Jouvet explore des territoires peu développés dans la tendance nord-américaine : la perception de son propre corps en tant que femme noire, la perception du corps qui vieillit, la perception du corps soumis, le don de soi, le corps maternel, le sexe qui donne naissance, la rencontre d’un autre corps de femme, la reprise en main de sa peau, de ses mouvements, de son énergie profonde.
Le film voit son apogée dans la scène finale rassemblant toutes les femmes. À l’issue d’un rituel accompagné de plantes aromatiques et de méditation, elles se rassemblent dans une transe sensuelle où les mains et les peaux se saluent, le plaisir et l’amour distribué avec un naturel désarmant.
Ce film est aussi un message à ceux qui ne voient pas la force dans la féminité et dans les sexualités associées aux femmes. Et pour ça, merci.
Documentaires : accent sur les rapports de pouvoir
À travers les quatre documentaires au programme, le festival propose à son public un regard sur la manière dont on peut se vêtir de différents rôles dans nos rapports sexuels ou sensuels avec autrui.
1 ) Devourable (Ms. Naughty, Australia) présente deux femmes engagées dans une relation polyamoureuse, explorant la sexualité en prenant les codes de genre à bras le corps, s’amusant avec le sexe ensemble, dans l’amour.
2) Tie me Up! À Shibari Documentary (Erika Lust, Espagne) est un bijou de pédagogie et de luxuriance. Filmé en pleine nature, une femme « Rigger » emmène un homme « Tied up » à la rencontre de ses limites et vers le lâcher-prise. À voir.
3) Ritual + Worship (Morgana Muses, Allemagne/Australie). Ce film dépeint la possibilité et la réalité de dépasser le trauma par la position de dominant, l’aspect cathartique de ce genre de relation pour le dominant et le dominé, mais aussi rend hommage à tout le respect nécessaire pour rendre ces expériences épanouissantes.

============

Consigne écrite A »
Indiquez combien de lignes des données contiennent le mot « with ». Donnez seulement le nombre.
Les lignes de données n'ont aucun lien avec le texte.

Liste des données:
============

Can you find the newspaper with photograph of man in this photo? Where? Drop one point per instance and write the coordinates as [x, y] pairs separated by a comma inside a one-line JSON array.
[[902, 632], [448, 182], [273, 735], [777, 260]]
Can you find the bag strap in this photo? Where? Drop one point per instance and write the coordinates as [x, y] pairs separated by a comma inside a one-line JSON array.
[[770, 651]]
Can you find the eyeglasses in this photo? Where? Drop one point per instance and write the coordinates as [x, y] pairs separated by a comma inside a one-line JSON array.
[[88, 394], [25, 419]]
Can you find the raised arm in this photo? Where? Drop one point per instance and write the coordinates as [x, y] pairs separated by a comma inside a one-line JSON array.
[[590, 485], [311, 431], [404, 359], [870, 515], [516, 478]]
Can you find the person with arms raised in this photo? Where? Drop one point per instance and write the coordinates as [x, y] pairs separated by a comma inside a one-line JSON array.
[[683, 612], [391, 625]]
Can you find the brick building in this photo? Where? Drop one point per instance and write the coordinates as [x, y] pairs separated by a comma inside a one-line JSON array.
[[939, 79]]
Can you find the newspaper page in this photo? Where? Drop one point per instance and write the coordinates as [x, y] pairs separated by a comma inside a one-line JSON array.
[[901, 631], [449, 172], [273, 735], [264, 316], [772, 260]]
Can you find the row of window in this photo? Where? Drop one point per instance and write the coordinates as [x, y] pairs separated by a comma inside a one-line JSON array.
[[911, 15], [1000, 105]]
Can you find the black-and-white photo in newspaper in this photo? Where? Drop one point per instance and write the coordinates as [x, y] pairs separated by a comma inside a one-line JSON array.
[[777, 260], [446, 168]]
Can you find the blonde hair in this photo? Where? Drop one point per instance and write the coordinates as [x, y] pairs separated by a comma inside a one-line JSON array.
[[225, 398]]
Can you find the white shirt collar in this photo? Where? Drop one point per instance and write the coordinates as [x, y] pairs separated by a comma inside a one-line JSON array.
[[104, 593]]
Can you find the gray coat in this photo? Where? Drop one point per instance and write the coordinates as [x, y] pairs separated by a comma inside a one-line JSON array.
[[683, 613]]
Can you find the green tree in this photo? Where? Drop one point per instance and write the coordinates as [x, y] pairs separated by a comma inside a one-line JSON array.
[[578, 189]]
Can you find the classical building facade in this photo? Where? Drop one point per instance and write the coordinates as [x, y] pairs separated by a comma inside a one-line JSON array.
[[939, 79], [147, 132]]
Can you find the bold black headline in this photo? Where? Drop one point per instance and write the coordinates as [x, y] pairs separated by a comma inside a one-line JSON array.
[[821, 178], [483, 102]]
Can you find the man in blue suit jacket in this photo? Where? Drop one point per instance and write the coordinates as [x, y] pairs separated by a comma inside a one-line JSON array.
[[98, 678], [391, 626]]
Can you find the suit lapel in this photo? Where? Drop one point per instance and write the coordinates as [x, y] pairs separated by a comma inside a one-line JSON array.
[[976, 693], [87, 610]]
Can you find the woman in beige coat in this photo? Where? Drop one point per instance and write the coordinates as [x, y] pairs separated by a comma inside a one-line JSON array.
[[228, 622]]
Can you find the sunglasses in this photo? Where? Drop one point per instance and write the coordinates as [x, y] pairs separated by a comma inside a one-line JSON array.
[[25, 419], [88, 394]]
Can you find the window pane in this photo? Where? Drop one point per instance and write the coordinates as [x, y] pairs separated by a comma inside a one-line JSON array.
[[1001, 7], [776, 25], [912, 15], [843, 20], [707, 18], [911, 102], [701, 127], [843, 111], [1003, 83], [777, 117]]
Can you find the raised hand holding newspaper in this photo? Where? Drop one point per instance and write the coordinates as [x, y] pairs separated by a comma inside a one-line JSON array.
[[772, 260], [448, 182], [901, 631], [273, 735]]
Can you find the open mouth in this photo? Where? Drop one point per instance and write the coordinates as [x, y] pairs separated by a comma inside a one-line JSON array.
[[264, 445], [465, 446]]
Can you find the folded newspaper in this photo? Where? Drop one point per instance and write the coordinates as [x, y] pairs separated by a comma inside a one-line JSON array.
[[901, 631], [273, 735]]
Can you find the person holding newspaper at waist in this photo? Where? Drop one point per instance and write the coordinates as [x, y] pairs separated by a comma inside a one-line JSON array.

============

Consigne écrite B »
Résumez le texte en deux phrases.

Résultat final A »
2

Résultat final B »
Le texte évoque d'abord un film où Jouvet explore la perception du corps féminin, du corps de la femme noire au corps maternel, et qui culmine dans une scène finale rassemblant toutes les femmes après un rituel. Il présente ensuite les documentaires du festival, axés sur les rapports de pouvoir et les rôles endossés dans les relations sexuelles ou sensuelles, parmi lesquels Devourable, Tie me Up! et Ritual + Worship.